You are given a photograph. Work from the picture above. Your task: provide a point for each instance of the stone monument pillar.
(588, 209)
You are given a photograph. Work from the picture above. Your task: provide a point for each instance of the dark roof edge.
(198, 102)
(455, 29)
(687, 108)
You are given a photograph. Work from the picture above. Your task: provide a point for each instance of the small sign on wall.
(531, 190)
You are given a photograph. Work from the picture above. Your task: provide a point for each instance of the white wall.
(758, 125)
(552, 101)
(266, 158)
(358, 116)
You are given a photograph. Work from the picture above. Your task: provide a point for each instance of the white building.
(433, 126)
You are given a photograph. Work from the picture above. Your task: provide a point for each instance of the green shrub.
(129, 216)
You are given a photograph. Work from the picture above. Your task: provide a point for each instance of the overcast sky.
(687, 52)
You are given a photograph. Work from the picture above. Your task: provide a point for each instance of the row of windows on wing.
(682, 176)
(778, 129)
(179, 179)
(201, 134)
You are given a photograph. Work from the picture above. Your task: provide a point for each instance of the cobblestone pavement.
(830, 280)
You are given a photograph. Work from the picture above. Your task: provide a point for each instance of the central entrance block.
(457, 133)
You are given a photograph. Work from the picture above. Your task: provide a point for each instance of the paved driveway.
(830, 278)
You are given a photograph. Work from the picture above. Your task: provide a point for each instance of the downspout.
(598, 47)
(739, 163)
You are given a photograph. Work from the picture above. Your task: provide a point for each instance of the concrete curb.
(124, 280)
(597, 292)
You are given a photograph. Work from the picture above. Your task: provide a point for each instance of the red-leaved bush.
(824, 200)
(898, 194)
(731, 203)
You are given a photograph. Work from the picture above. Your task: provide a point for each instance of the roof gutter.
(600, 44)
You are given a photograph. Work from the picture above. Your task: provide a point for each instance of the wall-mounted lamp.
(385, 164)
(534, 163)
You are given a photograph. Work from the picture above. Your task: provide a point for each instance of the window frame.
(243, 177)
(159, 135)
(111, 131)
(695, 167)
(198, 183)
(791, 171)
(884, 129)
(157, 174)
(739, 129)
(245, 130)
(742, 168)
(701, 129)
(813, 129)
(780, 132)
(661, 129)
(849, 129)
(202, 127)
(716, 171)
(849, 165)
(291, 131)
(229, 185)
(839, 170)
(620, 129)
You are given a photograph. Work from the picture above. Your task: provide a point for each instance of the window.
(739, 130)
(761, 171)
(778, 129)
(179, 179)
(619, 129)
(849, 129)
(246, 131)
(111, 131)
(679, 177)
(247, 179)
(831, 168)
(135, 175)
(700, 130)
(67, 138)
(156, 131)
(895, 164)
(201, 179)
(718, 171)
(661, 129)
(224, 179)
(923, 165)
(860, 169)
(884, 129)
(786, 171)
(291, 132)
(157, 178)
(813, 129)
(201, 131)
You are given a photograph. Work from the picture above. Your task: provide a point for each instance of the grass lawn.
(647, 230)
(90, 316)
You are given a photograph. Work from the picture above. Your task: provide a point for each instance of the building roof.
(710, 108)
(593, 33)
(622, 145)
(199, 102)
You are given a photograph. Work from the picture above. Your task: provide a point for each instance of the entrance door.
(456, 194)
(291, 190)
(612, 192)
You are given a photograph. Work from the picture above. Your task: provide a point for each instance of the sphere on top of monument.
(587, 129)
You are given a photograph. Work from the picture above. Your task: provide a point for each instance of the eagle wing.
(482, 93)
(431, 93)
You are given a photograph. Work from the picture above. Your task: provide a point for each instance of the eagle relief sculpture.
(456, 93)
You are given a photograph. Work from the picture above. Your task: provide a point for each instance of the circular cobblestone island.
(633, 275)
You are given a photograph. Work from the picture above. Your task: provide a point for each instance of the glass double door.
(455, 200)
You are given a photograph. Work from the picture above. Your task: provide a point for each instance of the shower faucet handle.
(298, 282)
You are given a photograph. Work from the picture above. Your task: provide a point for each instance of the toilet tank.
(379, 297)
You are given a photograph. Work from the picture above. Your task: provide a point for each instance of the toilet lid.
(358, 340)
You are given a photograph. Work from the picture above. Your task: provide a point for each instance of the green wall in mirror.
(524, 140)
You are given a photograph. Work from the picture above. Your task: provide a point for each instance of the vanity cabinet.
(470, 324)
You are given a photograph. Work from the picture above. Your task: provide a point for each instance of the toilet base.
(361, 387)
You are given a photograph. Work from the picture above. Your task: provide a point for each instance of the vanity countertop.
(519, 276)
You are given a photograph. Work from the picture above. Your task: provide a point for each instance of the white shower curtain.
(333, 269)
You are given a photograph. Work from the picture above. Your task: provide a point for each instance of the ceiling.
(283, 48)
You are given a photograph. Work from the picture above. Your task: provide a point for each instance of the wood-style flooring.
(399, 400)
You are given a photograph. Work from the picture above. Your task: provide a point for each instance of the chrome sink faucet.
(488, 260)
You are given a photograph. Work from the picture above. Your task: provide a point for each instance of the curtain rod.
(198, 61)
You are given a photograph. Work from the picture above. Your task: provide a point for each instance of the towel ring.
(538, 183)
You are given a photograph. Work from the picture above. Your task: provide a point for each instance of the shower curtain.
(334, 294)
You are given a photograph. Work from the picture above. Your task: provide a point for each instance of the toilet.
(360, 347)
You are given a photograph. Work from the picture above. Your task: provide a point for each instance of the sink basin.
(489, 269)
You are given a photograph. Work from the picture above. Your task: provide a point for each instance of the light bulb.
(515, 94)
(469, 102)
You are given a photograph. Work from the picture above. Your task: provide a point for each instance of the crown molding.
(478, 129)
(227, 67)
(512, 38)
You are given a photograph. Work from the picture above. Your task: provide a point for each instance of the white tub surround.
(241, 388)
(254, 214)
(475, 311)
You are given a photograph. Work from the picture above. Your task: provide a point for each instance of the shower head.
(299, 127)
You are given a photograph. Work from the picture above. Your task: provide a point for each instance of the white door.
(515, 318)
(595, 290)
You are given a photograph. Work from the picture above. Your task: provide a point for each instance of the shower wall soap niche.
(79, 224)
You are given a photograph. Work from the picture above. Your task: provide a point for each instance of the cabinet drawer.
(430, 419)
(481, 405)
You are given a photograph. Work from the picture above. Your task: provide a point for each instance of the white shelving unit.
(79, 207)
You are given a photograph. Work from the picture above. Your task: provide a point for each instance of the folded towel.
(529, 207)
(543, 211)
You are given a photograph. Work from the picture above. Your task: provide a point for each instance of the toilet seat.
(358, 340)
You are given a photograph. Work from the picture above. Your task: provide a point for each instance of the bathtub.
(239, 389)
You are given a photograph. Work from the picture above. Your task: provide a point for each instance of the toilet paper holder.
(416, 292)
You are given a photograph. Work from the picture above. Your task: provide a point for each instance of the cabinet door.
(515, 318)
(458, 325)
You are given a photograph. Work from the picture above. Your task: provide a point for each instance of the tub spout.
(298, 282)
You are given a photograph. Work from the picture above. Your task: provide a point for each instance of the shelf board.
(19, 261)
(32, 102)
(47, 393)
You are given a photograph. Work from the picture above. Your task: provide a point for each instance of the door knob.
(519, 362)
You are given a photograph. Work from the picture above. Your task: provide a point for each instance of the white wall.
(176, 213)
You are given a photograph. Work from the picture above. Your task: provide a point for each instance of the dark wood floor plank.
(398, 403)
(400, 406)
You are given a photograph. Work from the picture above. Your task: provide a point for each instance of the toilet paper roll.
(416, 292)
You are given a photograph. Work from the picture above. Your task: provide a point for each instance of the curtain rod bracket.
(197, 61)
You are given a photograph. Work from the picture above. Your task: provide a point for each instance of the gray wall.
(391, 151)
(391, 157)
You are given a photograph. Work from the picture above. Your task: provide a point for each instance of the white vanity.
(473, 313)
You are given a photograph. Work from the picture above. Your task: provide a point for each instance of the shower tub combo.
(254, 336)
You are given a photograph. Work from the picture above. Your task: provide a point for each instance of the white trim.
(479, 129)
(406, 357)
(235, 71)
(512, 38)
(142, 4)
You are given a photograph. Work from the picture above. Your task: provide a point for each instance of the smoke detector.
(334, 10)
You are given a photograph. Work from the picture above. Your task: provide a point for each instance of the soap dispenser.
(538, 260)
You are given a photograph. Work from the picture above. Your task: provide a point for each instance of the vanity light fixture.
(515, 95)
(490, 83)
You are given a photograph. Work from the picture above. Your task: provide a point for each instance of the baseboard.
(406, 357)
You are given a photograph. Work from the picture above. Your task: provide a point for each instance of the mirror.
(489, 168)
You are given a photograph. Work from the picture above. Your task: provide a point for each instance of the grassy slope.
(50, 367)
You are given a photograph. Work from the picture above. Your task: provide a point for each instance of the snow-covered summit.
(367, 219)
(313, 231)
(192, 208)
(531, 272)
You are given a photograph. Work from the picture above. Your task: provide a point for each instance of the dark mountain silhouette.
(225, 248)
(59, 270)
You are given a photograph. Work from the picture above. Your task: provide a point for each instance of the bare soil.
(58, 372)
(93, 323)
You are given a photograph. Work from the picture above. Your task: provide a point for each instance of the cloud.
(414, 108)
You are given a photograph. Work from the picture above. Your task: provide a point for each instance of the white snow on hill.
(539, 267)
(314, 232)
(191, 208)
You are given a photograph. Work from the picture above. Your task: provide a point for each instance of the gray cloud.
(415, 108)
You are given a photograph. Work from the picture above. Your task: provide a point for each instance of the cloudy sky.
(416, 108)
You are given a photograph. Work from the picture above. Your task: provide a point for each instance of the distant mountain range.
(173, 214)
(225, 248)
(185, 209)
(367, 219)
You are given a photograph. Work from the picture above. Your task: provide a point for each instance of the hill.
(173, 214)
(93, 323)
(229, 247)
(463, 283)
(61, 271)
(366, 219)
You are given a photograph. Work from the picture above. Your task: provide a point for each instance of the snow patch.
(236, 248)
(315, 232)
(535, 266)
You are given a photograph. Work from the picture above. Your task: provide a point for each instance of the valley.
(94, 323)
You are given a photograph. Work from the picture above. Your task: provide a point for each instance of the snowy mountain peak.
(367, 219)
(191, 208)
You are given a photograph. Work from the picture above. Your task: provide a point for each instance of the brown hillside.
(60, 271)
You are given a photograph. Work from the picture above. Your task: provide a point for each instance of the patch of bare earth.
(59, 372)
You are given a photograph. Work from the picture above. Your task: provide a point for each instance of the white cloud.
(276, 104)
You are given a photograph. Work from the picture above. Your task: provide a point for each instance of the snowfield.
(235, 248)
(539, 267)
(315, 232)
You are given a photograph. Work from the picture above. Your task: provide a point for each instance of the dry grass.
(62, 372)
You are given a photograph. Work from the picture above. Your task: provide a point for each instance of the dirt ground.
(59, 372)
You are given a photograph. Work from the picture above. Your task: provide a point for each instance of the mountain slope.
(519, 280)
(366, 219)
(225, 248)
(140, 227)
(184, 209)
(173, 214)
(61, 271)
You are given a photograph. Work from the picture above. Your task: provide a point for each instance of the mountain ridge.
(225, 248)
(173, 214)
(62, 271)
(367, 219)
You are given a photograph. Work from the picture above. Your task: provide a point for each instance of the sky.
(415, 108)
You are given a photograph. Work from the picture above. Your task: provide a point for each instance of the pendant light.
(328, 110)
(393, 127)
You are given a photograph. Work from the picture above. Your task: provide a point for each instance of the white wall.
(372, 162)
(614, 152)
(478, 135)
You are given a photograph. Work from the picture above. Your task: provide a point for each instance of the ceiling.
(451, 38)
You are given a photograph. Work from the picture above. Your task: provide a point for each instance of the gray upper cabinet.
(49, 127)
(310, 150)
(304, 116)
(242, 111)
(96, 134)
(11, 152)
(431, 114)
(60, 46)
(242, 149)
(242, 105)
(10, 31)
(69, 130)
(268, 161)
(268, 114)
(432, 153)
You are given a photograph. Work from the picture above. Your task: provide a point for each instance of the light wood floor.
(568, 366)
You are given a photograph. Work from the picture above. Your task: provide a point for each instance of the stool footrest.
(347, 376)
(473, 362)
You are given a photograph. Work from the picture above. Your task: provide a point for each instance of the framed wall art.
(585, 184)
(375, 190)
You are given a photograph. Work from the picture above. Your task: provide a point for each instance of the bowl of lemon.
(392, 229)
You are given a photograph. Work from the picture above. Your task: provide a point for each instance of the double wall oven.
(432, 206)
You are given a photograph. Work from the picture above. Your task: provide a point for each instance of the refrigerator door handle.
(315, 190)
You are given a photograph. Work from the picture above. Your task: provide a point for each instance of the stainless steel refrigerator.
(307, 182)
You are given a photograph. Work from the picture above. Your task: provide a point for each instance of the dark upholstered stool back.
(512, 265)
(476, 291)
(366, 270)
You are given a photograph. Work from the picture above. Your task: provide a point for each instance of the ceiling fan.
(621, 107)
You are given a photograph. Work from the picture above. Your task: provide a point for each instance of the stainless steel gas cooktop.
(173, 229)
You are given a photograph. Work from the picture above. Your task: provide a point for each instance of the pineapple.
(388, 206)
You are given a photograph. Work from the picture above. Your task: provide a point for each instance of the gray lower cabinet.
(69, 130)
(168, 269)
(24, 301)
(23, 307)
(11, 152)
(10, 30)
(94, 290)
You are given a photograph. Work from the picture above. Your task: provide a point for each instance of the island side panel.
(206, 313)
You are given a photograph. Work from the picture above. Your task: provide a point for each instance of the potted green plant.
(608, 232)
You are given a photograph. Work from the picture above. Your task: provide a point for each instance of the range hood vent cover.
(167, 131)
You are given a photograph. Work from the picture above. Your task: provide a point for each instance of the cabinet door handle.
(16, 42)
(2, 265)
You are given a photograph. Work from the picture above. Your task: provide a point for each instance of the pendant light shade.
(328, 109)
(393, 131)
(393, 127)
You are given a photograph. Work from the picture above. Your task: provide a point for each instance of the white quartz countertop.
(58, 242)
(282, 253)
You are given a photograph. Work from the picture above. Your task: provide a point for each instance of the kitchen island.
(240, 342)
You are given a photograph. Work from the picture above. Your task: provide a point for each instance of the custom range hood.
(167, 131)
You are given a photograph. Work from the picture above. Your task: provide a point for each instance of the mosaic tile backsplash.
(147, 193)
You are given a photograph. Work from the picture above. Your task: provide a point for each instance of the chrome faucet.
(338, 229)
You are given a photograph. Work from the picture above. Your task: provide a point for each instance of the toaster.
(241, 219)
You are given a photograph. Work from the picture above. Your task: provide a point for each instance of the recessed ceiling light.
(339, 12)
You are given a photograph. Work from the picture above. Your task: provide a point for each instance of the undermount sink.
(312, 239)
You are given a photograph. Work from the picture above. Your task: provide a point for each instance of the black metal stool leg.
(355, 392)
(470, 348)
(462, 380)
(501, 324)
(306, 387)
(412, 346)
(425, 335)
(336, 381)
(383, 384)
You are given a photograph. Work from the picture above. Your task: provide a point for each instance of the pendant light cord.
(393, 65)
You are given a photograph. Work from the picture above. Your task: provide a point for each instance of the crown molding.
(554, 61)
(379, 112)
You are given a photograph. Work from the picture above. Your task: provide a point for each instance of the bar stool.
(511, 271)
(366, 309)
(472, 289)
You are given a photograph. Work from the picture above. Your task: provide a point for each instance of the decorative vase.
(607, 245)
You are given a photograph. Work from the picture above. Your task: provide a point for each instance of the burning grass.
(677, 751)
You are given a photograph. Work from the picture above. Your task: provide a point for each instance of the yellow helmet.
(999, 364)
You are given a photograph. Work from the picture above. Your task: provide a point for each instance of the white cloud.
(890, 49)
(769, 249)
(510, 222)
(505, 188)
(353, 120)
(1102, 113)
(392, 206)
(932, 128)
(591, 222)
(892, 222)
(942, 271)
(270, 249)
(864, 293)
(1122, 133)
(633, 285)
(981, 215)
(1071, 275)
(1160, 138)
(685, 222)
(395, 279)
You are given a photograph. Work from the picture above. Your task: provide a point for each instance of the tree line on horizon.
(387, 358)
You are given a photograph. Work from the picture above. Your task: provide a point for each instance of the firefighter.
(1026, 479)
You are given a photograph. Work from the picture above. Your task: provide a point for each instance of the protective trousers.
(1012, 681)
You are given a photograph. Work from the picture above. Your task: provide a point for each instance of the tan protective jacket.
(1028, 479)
---
#### [To be done]
What needs duplicating is the run of lines from the one containing "metal stool leg." through the last line of the entries above, exact and complete.

#### [Solution to the exercise]
You are given a photograph. Work from the picture above. Your task: provide a point for each instance of the black metal stool leg.
(355, 392)
(470, 348)
(462, 380)
(501, 324)
(306, 387)
(412, 346)
(425, 335)
(336, 381)
(383, 384)
You are given a photograph. Work from the picture above. Your task: provide a point for each instance of the pendant light cord.
(393, 65)
You are given a photograph. Work from the picture above. Your task: provide a point for each instance of the crown molding.
(554, 61)
(379, 112)
You are given a photograph. Work from the picture above. Your task: provide a point for each instance of the bar stool.
(511, 271)
(366, 309)
(472, 289)
You are given a photograph. Work from the picture above. Your task: provide a point for each instance of the decorative vase.
(607, 245)
You are given a photograph. Work from the picture above. Your task: provide a point for each instance of the burning grass.
(677, 751)
You are given a photograph. Work from the picture above. Your task: provide a point for each instance of the yellow helmet.
(999, 364)
You are given a photograph. Work from the picture above. Your task: provide a point for each instance of the white cloud.
(890, 49)
(769, 249)
(510, 222)
(505, 188)
(353, 120)
(1102, 113)
(392, 206)
(932, 128)
(591, 222)
(892, 222)
(942, 271)
(270, 249)
(864, 293)
(1122, 133)
(633, 285)
(981, 215)
(1071, 275)
(1160, 138)
(685, 222)
(395, 279)
You are given a photograph. Work from the picture above. Your task: provide a point for each instance of the tree line on horizon.
(387, 358)
You are given a photograph. Work from the picture above. Your task: provide a point for each instance of the firefighter.
(1026, 479)
You are given a photograph. Work from the picture above. Your task: provide a point for each instance of the protective trousers.
(1012, 681)
You are given a photograph. Work from the picture above. Your task: provide a point for each instance of the tan protective jacket.
(1028, 479)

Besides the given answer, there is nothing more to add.